Problem description: Can you reproduce every line of the records below, from the line holding "Where in the photo above do you see the green shrub?" through the line holding "[630,196,742,450]", inclusive, and nothing else? Keep the wording unchanged, but scale each box coordinate by 1.8 and round to whole numbers, halves up.

Entries provided:
begin

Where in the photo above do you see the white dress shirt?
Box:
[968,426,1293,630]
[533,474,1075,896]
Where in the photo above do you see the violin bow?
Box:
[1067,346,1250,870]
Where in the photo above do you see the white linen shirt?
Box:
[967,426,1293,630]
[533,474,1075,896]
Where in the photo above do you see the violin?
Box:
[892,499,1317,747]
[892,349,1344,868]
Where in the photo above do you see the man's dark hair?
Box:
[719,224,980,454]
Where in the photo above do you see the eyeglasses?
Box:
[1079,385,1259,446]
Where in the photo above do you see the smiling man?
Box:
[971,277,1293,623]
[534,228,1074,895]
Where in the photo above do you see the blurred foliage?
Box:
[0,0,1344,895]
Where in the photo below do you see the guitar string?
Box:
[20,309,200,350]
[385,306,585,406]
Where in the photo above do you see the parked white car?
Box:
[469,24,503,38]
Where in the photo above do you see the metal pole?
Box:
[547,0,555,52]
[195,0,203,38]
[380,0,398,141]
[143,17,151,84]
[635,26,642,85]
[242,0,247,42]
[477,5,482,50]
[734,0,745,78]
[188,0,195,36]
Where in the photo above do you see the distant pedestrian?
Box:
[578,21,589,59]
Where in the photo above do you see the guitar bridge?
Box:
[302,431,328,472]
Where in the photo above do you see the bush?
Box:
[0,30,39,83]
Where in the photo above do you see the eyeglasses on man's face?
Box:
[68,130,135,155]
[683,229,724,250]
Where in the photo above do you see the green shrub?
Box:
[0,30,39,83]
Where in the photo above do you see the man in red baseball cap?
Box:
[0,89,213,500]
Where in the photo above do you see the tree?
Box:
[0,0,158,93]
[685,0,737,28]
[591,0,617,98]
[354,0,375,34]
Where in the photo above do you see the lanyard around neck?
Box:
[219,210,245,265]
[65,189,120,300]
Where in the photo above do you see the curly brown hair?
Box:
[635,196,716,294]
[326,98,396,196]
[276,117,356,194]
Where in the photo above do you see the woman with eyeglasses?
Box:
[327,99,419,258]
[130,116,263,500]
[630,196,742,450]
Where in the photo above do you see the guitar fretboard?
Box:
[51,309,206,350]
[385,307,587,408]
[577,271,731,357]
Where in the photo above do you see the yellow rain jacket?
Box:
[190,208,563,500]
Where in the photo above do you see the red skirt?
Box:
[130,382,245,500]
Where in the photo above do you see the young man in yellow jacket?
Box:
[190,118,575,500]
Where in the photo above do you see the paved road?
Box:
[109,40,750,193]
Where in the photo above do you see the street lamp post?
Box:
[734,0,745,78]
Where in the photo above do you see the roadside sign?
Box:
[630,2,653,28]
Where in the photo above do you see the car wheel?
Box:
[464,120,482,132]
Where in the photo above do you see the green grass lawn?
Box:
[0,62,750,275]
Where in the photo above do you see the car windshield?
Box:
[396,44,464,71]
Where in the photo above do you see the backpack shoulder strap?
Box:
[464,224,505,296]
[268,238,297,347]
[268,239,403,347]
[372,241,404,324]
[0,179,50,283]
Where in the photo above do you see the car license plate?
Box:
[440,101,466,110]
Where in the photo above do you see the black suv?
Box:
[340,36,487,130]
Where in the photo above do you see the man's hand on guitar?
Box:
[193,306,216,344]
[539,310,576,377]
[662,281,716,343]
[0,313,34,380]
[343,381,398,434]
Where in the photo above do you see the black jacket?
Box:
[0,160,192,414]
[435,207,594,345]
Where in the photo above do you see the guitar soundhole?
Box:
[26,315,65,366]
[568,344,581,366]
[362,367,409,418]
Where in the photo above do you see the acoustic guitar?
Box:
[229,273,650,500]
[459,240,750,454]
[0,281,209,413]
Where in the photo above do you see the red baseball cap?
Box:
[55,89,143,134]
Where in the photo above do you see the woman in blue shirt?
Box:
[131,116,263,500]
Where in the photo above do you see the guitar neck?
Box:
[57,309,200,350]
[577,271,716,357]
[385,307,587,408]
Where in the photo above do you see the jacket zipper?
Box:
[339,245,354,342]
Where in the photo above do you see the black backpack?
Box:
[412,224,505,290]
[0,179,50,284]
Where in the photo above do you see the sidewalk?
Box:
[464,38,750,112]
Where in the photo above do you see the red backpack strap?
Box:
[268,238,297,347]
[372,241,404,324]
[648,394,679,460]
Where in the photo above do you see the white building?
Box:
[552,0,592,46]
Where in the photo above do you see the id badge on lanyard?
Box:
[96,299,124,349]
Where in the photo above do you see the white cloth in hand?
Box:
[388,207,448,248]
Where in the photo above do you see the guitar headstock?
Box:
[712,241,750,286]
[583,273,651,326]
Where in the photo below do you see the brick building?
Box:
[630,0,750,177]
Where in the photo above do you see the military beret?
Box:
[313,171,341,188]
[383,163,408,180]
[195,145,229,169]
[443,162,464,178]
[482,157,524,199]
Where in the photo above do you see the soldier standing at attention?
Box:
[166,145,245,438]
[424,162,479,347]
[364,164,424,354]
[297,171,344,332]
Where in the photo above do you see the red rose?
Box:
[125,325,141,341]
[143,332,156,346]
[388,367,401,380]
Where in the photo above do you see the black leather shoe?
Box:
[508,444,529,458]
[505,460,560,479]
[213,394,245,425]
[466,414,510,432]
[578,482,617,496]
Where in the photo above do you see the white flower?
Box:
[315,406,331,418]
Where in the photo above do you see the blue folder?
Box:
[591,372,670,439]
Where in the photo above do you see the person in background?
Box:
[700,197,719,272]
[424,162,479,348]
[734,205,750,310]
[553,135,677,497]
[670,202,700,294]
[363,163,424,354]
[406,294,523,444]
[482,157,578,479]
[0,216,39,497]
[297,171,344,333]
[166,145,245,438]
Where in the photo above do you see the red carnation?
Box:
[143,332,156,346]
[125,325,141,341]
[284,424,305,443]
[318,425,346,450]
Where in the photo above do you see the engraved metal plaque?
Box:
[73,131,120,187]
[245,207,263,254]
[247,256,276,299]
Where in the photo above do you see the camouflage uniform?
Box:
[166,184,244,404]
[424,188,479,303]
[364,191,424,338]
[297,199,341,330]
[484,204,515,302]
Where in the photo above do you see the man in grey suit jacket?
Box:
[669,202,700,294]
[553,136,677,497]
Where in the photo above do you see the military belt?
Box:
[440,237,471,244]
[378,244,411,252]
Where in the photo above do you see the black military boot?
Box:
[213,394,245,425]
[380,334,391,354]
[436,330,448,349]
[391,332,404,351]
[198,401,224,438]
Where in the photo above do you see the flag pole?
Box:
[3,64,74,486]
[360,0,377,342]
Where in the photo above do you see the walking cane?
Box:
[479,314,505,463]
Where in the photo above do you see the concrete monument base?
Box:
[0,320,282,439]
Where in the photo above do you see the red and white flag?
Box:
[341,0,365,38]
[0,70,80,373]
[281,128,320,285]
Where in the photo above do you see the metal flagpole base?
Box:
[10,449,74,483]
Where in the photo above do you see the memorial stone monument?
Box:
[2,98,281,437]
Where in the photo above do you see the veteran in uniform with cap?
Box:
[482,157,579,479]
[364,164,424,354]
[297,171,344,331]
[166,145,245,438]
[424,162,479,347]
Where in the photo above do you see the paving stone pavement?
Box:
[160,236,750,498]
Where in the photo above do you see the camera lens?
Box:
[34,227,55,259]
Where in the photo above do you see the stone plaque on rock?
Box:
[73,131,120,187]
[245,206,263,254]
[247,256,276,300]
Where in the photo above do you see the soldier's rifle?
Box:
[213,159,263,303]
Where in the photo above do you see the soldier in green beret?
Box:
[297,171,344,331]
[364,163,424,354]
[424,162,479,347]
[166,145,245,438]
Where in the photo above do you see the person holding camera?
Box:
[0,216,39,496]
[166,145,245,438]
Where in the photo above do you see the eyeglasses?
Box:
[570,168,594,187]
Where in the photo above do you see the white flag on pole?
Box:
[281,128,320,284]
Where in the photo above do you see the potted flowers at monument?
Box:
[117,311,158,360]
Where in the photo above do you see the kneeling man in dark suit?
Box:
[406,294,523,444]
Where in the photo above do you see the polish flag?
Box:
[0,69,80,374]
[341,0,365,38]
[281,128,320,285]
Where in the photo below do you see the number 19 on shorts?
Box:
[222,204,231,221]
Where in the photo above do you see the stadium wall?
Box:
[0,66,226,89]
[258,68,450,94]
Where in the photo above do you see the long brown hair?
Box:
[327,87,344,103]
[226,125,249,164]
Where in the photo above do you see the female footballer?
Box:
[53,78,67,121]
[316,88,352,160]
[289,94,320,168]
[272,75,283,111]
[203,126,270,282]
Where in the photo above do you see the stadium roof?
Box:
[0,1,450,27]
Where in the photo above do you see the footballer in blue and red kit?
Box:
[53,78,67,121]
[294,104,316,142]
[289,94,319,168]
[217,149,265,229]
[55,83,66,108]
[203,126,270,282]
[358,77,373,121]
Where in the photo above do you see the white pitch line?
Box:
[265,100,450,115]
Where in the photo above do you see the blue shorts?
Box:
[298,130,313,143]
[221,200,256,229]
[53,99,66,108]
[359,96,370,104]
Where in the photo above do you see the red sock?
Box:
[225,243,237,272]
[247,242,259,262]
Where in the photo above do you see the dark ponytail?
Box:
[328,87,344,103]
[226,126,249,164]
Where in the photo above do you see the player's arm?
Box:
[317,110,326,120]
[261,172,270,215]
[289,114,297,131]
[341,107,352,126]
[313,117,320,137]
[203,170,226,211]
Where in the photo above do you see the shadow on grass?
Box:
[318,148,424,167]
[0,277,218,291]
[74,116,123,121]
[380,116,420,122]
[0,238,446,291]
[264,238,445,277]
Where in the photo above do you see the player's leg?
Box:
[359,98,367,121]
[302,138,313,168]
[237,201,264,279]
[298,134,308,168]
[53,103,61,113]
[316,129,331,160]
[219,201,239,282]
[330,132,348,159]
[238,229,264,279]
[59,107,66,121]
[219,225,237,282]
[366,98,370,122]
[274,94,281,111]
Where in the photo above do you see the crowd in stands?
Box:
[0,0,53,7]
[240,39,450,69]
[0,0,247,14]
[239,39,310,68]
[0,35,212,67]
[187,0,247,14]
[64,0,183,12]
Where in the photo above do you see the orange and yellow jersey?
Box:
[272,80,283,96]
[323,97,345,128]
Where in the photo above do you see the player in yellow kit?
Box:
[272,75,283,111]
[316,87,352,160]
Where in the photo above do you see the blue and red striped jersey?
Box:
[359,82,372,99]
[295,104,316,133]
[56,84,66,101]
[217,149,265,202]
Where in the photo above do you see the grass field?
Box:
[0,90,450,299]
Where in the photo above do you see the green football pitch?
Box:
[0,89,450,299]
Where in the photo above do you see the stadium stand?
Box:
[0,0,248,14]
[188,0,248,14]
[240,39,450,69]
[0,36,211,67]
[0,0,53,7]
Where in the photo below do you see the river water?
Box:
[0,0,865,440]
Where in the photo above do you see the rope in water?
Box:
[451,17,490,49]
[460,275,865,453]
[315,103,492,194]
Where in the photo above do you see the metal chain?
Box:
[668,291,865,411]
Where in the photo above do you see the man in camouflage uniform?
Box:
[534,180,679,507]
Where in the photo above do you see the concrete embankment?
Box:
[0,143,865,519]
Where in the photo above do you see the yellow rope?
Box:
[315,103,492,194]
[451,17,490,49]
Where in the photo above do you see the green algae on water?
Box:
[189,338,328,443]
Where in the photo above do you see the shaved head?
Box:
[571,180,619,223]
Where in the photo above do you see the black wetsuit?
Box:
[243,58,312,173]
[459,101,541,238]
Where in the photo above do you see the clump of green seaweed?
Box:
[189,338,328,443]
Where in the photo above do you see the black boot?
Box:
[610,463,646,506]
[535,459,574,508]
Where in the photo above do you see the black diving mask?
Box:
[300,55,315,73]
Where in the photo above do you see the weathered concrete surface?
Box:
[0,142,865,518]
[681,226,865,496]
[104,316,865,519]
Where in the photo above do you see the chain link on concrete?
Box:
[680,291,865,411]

end

Finished task:
Where in the photo above do you see the green shrub?
Box:
[0,54,70,149]
Where in the photo above do you see the man in red baseball cap?
Box:
[0,160,383,900]
Where in the photo above do you see the tree?
Box:
[0,0,284,167]
[1233,0,1327,50]
[1064,0,1111,176]
[637,0,675,61]
Where in the photo above do you see the lanyard around neck?
Box:
[394,378,441,477]
[117,340,216,540]
Where in the photo above do you see the curly brown hair?
Box:
[1143,353,1289,529]
[587,176,713,353]
[497,211,641,349]
Where in the photo above do you see the woman with eyeglasses?
Box:
[589,178,754,464]
[234,209,473,900]
[1134,353,1336,810]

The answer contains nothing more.